─── SOURCE PASSAGE ───

A culture that gave the world the spiritual creations of classical music, of Mozart, Beethoven, Wagner and Schubert, the paintings of Michelangelo, Raphael, Da Vinci and Rembrandt, does not need lessons from societies whose idea of spirituality is a heaven peopled with female virgins for the use of men whose idea of heaven resembles a cosmic brothel. The West has given the world [
..]
To paraphrase Alan Coors, instead of the rigid, inhuman caste system of India, we have unparalleled social mobility in the West. Western society is a society of ever-richer, more varied, more productive, more self-defined, and more satisfying lives. It is a society of boundless private charity; it is a society that broke of behalf of merit the seemingly eternal chains of station by birth.
The West has given us the liberal miracle of individual rights, individual responsibility, merit and human satisfaction, in contrast to the mind-numbing certainties and rules of Islam, Western civilisation offers what Russell once called liberating doubt, which leads to the methodological principles of scientific scepticism. Politics, as much as science, proceeds by tentative steps of trial and error, open discussion, criticism and self-correction. One could characterise the difference between the West and the rest as a difference is epistemological principles. Western institutions such as universities, research institutes and libraries are at least ideally independent academies which enshrine these epistemological norms and where the pursuit of truth is conducted in a spirit of disinterested enquiry, free from political pressures.

───

### WHAT YOU NEED TO DO:
A. In the passage on Western civilization, what does it say Russell called what Western civilisation offers?
B. Rewrite the listing lines starting with the line with "Can you find the bare" and going on through the line with "<point>159,202</point>", changing "bare tree" to "leafless tree" and keeping all else as is. Return only those lines.

─── INFORMATION PROVIDED ───

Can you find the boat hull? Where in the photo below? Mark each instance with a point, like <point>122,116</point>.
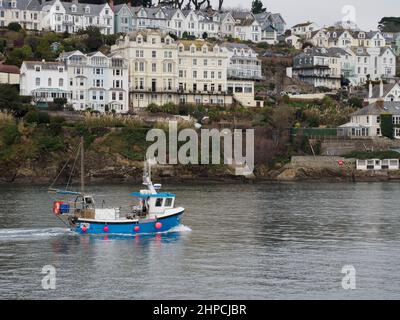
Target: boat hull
<point>147,226</point>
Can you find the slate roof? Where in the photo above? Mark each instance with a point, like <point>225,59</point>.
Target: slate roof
<point>392,107</point>
<point>95,9</point>
<point>44,65</point>
<point>386,89</point>
<point>32,5</point>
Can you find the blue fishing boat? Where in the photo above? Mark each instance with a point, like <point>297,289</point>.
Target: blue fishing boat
<point>153,212</point>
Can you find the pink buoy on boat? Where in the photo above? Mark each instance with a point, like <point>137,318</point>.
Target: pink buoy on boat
<point>158,225</point>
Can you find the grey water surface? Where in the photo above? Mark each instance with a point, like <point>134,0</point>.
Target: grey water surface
<point>239,241</point>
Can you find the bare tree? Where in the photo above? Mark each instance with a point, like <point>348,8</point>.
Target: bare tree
<point>198,3</point>
<point>220,3</point>
<point>179,4</point>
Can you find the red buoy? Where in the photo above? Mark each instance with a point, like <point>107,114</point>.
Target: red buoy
<point>158,225</point>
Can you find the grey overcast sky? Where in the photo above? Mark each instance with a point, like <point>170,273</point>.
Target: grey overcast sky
<point>367,12</point>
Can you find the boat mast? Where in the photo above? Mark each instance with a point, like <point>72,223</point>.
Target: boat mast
<point>82,167</point>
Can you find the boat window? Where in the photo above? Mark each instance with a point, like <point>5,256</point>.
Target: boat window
<point>168,202</point>
<point>159,202</point>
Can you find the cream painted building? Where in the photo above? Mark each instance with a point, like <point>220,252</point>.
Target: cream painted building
<point>162,70</point>
<point>9,74</point>
<point>26,12</point>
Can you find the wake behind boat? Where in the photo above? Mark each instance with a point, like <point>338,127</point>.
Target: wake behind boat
<point>154,213</point>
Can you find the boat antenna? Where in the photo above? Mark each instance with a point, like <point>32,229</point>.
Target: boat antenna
<point>82,166</point>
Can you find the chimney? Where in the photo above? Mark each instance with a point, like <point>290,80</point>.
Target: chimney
<point>380,103</point>
<point>370,90</point>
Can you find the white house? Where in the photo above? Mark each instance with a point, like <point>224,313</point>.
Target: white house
<point>243,62</point>
<point>72,16</point>
<point>318,67</point>
<point>97,81</point>
<point>304,29</point>
<point>26,12</point>
<point>94,81</point>
<point>247,27</point>
<point>294,41</point>
<point>44,80</point>
<point>385,92</point>
<point>162,70</point>
<point>366,122</point>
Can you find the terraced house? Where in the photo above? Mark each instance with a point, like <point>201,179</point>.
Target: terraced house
<point>318,67</point>
<point>27,13</point>
<point>87,81</point>
<point>72,16</point>
<point>163,70</point>
<point>124,18</point>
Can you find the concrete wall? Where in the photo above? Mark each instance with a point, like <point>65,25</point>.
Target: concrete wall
<point>320,162</point>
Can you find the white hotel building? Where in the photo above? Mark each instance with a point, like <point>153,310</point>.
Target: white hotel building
<point>162,70</point>
<point>94,81</point>
<point>72,16</point>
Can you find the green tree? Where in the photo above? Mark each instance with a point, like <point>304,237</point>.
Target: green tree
<point>43,50</point>
<point>18,55</point>
<point>389,24</point>
<point>387,125</point>
<point>14,26</point>
<point>32,117</point>
<point>257,7</point>
<point>93,39</point>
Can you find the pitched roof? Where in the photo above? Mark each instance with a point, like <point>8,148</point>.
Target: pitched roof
<point>43,64</point>
<point>32,5</point>
<point>391,107</point>
<point>386,89</point>
<point>6,68</point>
<point>95,9</point>
<point>304,24</point>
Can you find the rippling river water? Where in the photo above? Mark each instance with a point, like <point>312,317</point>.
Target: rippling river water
<point>274,241</point>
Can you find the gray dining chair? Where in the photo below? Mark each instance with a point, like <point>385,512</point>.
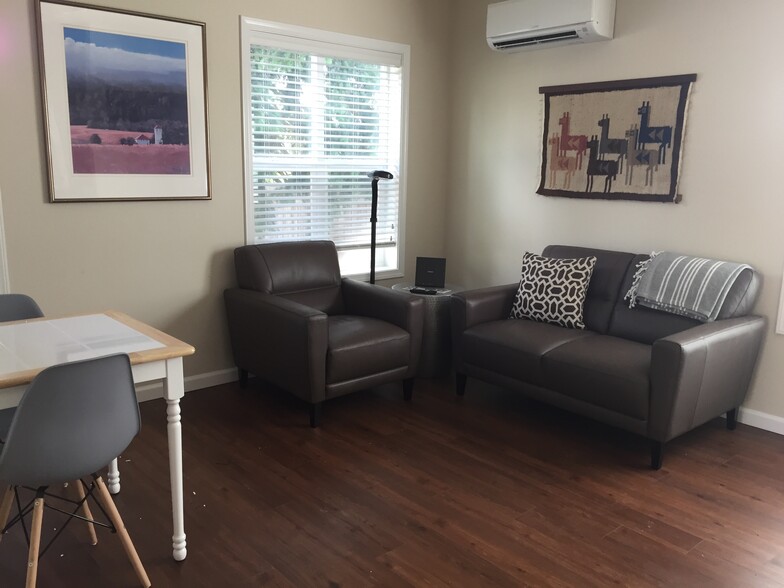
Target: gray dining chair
<point>17,307</point>
<point>72,421</point>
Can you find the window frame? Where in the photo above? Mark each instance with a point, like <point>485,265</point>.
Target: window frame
<point>254,32</point>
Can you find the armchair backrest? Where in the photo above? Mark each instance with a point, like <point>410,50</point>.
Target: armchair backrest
<point>303,271</point>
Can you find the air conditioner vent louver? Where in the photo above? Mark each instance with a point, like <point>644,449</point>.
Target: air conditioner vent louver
<point>536,40</point>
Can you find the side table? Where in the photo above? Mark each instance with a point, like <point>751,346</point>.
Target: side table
<point>436,356</point>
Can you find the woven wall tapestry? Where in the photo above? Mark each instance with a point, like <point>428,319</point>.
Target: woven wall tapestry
<point>618,140</point>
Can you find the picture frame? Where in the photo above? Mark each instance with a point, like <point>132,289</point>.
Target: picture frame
<point>125,104</point>
<point>615,140</point>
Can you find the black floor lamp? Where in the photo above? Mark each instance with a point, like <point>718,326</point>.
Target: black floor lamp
<point>376,175</point>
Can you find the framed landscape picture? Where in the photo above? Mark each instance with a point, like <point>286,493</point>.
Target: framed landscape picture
<point>125,104</point>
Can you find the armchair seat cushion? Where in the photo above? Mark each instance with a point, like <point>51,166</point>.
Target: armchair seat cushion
<point>359,346</point>
<point>515,347</point>
<point>602,371</point>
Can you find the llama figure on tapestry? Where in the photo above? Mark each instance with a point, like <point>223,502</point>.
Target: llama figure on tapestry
<point>576,143</point>
<point>611,147</point>
<point>648,134</point>
<point>630,133</point>
<point>599,167</point>
<point>564,163</point>
<point>647,158</point>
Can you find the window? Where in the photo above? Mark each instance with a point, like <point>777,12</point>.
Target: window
<point>321,112</point>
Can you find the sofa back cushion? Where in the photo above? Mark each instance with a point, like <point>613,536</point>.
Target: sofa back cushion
<point>607,280</point>
<point>303,271</point>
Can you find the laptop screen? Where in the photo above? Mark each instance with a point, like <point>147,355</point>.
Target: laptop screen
<point>430,272</point>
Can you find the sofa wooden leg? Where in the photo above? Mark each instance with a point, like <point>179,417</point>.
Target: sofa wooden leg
<point>657,453</point>
<point>315,414</point>
<point>460,382</point>
<point>732,419</point>
<point>408,388</point>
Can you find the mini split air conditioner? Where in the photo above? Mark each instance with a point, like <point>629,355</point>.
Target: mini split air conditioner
<point>517,25</point>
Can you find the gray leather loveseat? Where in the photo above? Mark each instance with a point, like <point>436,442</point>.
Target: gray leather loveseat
<point>649,372</point>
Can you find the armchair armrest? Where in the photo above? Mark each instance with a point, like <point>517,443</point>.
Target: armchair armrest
<point>700,373</point>
<point>399,308</point>
<point>282,341</point>
<point>473,307</point>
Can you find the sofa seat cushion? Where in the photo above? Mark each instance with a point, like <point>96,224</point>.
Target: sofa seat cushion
<point>359,346</point>
<point>514,347</point>
<point>604,371</point>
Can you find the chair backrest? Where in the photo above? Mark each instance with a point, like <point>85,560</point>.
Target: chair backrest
<point>17,307</point>
<point>73,420</point>
<point>303,271</point>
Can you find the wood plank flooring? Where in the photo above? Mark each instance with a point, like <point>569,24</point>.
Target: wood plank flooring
<point>486,490</point>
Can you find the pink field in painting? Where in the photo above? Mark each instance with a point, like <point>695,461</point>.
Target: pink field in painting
<point>110,157</point>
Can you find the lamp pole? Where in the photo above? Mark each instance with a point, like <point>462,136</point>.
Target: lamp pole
<point>376,176</point>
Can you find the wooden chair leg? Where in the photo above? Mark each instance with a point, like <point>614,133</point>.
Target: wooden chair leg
<point>108,504</point>
<point>86,512</point>
<point>35,542</point>
<point>5,507</point>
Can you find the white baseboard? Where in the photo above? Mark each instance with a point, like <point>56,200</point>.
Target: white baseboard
<point>747,416</point>
<point>761,420</point>
<point>155,390</point>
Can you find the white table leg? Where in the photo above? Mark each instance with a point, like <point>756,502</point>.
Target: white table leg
<point>113,477</point>
<point>173,390</point>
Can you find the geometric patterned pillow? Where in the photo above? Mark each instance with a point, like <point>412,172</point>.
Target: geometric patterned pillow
<point>553,290</point>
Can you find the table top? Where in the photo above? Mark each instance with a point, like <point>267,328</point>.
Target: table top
<point>27,347</point>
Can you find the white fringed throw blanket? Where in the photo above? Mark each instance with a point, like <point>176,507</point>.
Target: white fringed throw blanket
<point>689,286</point>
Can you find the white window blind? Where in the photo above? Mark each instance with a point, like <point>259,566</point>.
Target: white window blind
<point>321,116</point>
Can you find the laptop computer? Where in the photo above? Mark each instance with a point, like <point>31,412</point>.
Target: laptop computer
<point>430,275</point>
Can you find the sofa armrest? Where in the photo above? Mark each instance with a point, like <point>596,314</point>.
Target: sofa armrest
<point>473,307</point>
<point>281,341</point>
<point>701,373</point>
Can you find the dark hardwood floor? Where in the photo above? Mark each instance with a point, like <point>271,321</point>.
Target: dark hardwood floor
<point>486,490</point>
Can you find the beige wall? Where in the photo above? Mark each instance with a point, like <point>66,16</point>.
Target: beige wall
<point>167,263</point>
<point>732,205</point>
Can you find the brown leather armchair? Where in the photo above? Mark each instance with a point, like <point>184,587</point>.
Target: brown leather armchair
<point>296,323</point>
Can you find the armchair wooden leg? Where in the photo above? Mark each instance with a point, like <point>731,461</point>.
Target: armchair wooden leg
<point>35,540</point>
<point>408,388</point>
<point>460,382</point>
<point>86,512</point>
<point>657,454</point>
<point>315,414</point>
<point>5,508</point>
<point>732,419</point>
<point>108,504</point>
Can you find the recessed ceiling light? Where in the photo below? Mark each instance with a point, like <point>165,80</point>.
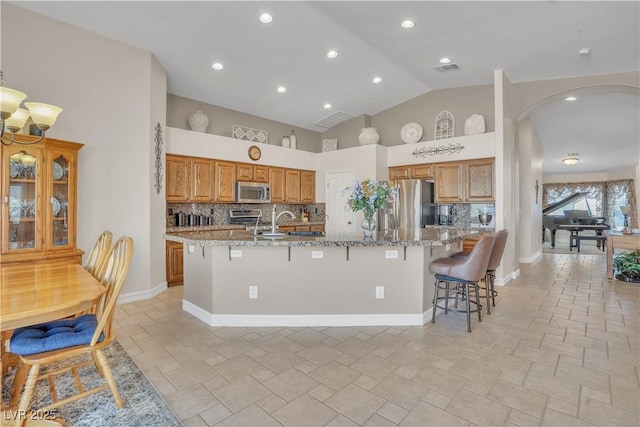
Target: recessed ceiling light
<point>407,23</point>
<point>266,18</point>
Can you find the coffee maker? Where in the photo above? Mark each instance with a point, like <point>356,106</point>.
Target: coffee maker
<point>445,216</point>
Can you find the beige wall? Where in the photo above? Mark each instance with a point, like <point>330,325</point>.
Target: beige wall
<point>221,121</point>
<point>106,89</point>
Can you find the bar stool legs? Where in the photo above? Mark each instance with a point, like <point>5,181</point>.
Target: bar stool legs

───

### COMPLETED EXERCISE:
A. Liberating doubt.

B.
Can you find the leafless tree? Where in the photo above? Mark each instance with a point, like <point>348,8</point>.
Target: leafless tree
<point>198,3</point>
<point>220,3</point>
<point>179,4</point>
Can you find the red buoy? Where in the photo above? Mark each instance with a point, like <point>107,114</point>.
Target: red buoy
<point>158,225</point>
Can you find the grey overcast sky? Where in the photo above? Mark each instance with a point, like <point>170,273</point>.
Target: grey overcast sky
<point>367,12</point>
Can you find the boat mast? Where in the photo above? Mark each instance with a point, like <point>72,223</point>.
Target: boat mast
<point>82,167</point>
Can you find the boat window? Where in the photo above? Mark each instance with a point, like <point>5,256</point>.
Target: boat window
<point>168,202</point>
<point>159,202</point>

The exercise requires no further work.